— start —

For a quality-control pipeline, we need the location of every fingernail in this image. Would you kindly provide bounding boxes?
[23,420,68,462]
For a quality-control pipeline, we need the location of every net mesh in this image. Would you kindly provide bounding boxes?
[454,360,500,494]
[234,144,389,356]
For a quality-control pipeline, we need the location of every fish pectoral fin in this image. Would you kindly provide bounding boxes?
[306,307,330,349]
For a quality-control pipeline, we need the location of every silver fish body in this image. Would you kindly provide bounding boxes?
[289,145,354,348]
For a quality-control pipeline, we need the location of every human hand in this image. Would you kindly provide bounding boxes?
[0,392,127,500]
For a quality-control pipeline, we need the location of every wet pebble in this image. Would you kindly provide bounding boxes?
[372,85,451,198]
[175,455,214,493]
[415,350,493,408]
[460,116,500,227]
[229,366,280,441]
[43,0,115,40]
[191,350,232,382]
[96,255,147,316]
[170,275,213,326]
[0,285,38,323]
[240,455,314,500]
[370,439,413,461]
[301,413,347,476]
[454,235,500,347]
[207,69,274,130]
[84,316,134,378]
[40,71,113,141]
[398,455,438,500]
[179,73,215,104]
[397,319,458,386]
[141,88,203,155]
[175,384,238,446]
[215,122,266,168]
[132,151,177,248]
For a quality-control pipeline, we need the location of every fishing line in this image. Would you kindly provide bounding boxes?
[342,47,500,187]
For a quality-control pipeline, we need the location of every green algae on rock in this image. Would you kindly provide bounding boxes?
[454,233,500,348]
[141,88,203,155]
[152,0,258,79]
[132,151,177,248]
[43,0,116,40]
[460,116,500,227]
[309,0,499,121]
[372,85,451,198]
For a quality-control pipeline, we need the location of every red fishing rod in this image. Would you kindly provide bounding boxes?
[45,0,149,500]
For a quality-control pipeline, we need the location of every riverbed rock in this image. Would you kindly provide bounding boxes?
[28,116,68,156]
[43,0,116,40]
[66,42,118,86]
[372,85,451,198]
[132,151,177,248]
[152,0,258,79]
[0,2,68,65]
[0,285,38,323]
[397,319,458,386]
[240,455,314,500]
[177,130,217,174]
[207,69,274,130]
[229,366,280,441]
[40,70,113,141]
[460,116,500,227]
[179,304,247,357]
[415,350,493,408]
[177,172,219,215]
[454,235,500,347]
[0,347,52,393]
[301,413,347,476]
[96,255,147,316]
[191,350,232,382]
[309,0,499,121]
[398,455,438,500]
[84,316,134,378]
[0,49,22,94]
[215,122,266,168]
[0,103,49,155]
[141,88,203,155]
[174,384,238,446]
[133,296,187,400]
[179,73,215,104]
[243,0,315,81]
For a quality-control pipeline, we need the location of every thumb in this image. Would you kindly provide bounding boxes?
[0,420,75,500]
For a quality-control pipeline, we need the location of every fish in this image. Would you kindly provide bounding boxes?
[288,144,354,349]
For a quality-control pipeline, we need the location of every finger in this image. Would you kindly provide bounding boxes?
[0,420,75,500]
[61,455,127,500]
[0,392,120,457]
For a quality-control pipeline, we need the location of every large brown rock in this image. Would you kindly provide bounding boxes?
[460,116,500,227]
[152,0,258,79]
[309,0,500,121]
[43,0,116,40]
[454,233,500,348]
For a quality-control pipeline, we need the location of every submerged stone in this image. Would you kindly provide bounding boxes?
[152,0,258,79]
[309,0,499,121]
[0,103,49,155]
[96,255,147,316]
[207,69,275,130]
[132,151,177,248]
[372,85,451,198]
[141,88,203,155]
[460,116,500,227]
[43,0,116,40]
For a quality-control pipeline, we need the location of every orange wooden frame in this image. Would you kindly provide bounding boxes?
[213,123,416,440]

— end —

## [DIRECTION]
Put everything in the data from the line containing "of every fishing" down to the line containing "[45,0,149,500]", both included, into a Markdown table with the columns Row and Line, where Row numbers each line in order, and leave out any blank lines.

## [WRITTEN ANSWER]
| Row | Line |
|---|---|
| 1 | For a quality-control pipeline, we need the location of every fishing line in this image. Would you kindly provide bounding boxes? |
| 2 | [342,47,500,187] |
| 3 | For a quality-control pipeline, we need the location of every green algae on rock in this image. Would you kindly provide bounding boxes? |
| 4 | [454,233,500,348] |
| 5 | [141,88,203,155] |
| 6 | [152,0,258,79] |
| 7 | [132,151,177,248] |
| 8 | [43,0,116,40] |
| 9 | [460,116,500,227] |
| 10 | [309,0,499,121] |
| 11 | [372,85,451,198] |
| 12 | For a quality-control pipeline, we need the location of every red fishing rod in this image. Would you kindly provide bounding boxes? |
| 13 | [45,0,149,500] |